• [PROBLEMS TO WORK ON]:
a – According to the BNK Financial earnings article, what net profit did BNK Capital post last year?
b – Continue the BNK Financial earnings article from its final sentence.

• [TEXT EXTRACT]:
▬▬▬▬▬▬

BNK Financial, Net Profit of 791 Billion KRW Last Year... 52% Increase YoY
Non-Bank Sector Accounts for 31.4% of Net Income "Fruits of Revenue Structure Diversification"
[Asia Economy Reporter Yoo Je-hoon] BNK Financial Group announced on the 10th that its consolidated net profit for last year reached 791 billion KRW, a 52.3% increase compared to the same period the previous year. According to BNK Financial Group, amid significant improvements in the performance of major subsidiaries, profit growth driven by asset expansion and reduced loan loss expenses due to soundness management were observed. Despite increased costs from voluntary retirement, Busan Bank and Kyongnam Bank each achieved net profits of 402.6 billion KRW and 230.6 billion KRW, respectively.
The non-bank subsidiaries also showed substantial growth. BNK Capital posted a net profit of 133.2 billion KRW due to favorable market conditions, and BNK Investment & Securities recorded a net profit of 116.2 billion KRW, more than doubling from the previous year, driven by increased fees in the investment banking (IB) sector and gains related to securities. Consequently, the proportion of net profit from the non-bank sector expanded to 31.4%.

▬▬▬▬▬▬

• [LISTED RECORDS]:

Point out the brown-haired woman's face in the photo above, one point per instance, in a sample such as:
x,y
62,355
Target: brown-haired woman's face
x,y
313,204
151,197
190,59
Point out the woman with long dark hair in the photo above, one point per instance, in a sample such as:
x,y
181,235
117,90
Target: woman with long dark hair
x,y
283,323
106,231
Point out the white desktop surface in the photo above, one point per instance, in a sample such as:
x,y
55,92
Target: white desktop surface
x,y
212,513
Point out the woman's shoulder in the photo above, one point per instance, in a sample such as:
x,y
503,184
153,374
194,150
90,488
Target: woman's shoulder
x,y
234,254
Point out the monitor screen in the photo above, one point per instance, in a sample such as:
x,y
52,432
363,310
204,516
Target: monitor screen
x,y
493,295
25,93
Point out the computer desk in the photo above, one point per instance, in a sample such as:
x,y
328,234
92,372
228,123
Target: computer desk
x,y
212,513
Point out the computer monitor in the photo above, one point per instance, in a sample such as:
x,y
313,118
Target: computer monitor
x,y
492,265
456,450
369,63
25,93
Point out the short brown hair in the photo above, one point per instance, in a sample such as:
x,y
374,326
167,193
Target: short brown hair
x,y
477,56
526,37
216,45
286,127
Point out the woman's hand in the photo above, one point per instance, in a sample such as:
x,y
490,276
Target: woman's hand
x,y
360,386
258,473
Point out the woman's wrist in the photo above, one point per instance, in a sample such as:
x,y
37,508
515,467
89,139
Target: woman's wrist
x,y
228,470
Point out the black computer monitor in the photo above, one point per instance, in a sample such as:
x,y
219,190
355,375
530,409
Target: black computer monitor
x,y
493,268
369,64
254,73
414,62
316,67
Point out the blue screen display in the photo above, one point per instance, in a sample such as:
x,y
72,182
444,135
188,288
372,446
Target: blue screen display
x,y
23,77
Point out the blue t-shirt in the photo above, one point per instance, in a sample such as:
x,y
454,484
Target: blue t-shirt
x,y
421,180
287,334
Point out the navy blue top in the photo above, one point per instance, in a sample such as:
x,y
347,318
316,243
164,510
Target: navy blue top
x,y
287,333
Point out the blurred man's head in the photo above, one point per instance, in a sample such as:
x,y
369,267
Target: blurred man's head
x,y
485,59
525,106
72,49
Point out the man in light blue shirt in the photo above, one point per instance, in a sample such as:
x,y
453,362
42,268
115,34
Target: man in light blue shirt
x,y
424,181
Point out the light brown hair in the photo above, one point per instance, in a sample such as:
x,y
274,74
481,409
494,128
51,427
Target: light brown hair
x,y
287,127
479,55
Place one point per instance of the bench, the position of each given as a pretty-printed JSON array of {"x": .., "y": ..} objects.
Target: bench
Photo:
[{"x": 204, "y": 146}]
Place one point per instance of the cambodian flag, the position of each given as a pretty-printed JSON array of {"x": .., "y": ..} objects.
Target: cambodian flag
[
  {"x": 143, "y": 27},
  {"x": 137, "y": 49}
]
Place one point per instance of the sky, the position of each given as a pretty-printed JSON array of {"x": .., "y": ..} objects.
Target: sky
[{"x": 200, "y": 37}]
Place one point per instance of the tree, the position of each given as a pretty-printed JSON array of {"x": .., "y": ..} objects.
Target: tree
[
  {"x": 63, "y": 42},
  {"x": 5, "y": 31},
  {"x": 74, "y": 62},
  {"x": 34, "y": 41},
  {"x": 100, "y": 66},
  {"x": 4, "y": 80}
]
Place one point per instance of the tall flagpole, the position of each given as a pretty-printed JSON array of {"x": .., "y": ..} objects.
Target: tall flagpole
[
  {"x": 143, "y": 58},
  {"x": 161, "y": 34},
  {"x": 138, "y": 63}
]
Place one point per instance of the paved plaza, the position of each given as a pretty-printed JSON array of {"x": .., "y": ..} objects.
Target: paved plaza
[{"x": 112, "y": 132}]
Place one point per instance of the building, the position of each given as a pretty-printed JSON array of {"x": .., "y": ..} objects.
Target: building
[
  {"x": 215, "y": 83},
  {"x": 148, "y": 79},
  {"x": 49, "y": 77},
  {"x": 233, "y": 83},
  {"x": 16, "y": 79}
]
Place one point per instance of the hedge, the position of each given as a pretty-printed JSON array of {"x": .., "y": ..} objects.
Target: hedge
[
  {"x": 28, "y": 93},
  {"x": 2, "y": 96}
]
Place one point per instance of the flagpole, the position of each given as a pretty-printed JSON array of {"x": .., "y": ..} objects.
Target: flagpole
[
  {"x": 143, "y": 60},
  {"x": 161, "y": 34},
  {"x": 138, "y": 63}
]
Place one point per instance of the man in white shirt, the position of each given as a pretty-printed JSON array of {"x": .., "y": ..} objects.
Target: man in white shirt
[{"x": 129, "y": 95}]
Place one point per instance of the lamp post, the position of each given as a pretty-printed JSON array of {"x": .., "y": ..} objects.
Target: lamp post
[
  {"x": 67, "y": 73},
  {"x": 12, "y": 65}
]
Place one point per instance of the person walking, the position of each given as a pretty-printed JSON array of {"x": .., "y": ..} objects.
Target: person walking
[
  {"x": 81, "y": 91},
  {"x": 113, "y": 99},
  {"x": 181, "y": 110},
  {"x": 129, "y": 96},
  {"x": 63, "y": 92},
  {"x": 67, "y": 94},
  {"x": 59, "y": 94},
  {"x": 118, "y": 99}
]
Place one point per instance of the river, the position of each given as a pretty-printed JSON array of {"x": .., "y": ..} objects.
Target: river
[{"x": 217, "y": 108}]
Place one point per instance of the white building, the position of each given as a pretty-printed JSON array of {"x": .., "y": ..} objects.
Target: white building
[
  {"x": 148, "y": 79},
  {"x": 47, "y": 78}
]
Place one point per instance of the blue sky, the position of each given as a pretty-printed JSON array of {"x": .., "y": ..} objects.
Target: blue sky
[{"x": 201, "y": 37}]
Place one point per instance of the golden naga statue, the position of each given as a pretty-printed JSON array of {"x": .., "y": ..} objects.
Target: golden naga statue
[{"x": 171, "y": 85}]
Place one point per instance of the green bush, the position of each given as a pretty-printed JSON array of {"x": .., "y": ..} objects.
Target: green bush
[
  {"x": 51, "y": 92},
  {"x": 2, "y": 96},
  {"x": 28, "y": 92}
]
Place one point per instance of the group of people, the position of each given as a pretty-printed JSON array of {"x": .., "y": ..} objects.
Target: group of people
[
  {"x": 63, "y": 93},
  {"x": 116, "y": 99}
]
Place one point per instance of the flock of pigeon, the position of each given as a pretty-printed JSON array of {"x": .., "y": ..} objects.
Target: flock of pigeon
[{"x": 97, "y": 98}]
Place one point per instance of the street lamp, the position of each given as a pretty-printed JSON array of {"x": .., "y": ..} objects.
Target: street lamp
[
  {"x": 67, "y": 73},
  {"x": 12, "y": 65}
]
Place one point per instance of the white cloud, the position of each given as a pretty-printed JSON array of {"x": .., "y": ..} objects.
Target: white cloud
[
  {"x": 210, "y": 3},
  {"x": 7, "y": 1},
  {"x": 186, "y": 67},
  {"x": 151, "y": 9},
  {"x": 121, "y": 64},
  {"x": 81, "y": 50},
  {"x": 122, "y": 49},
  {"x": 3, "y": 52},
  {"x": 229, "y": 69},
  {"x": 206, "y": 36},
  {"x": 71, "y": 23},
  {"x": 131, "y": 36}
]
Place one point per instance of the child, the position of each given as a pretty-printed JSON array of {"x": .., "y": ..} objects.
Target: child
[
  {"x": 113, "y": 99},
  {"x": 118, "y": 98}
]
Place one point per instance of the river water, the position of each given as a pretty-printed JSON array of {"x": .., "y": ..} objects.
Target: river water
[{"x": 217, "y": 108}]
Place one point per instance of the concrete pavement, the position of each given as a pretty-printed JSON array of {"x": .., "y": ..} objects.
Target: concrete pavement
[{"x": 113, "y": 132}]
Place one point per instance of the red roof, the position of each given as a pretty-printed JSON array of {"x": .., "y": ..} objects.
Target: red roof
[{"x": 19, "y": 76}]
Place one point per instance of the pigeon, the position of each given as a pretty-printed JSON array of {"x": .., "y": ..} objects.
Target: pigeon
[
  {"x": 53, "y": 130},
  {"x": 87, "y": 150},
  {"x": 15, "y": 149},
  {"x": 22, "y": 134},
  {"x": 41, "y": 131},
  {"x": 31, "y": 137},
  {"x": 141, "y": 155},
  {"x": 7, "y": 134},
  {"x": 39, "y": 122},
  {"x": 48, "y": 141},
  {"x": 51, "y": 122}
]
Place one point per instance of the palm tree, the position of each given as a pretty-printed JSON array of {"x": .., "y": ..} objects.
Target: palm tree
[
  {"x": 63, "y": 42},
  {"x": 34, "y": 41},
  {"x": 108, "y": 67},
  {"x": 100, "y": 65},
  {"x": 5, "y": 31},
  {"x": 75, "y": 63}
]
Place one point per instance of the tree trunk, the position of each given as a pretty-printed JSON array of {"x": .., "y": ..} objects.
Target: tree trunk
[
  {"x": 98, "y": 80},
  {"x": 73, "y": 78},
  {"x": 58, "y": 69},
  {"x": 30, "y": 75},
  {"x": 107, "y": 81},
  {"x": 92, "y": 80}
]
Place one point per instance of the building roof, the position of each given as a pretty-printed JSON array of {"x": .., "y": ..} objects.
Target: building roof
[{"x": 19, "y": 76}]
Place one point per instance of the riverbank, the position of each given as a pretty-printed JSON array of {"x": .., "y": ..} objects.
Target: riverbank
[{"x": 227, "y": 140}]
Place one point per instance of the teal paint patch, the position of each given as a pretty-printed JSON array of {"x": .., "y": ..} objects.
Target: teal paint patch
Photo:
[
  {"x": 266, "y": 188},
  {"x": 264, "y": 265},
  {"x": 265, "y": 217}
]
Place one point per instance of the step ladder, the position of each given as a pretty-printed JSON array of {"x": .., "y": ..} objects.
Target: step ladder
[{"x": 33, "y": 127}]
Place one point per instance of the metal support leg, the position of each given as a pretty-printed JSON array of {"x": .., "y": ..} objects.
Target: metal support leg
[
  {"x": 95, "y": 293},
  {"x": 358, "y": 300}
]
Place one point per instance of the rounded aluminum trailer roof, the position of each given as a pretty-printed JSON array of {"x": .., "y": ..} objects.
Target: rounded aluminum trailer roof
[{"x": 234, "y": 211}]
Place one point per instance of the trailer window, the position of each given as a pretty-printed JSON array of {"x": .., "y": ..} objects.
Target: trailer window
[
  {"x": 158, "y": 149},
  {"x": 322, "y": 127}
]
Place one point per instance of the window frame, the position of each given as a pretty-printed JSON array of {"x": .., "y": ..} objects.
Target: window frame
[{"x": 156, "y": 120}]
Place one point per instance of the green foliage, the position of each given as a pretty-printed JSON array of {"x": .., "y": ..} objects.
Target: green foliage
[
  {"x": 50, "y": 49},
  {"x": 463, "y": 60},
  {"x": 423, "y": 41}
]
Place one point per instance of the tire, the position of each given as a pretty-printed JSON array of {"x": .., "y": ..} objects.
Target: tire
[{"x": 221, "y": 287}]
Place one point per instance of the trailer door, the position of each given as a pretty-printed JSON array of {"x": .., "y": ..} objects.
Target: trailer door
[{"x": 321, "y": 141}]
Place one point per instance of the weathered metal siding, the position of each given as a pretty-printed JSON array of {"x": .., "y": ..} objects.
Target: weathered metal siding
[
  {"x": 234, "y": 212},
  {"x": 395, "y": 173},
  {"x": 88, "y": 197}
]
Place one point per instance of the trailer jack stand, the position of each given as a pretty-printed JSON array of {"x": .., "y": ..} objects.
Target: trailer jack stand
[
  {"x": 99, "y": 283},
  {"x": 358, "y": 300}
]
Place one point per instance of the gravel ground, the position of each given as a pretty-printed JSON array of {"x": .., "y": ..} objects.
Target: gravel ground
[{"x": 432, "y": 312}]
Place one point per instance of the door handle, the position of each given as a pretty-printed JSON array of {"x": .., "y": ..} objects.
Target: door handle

▬▬▬▬▬▬

• [ANSWERS IN ORDER]:
a – 133.2 billion KRW

b –
BNK Financial Group stated, "This is the result of the group's steady strategic investments to strengthen the non-bank sector," adding, "The increase in the share of non-bank net profit within the group from 15.6% in 2017 to 31.4% last year indicates that the group's revenue structure is diversifying."
Furthermore, BNK Financial Group's asset soundness indicators improved to record-low levels due to continuous risk management and efforts to reduce non-performing companies. The group's non-performing loan ratio and delinquency ratio fell by 0.25 percentage points and 0.12 percentage points from the previous year, recording 0.45% and 0.36%, respectively. The group's non-performing loan coverage ratio also improved by 56.50% year-on-year to 180.08%.
The common equity tier 1 capital ratio, an indicator of capital adequacy, rose by 1.22 percentage points from the previous year to 11.02%, maintaining a stable level.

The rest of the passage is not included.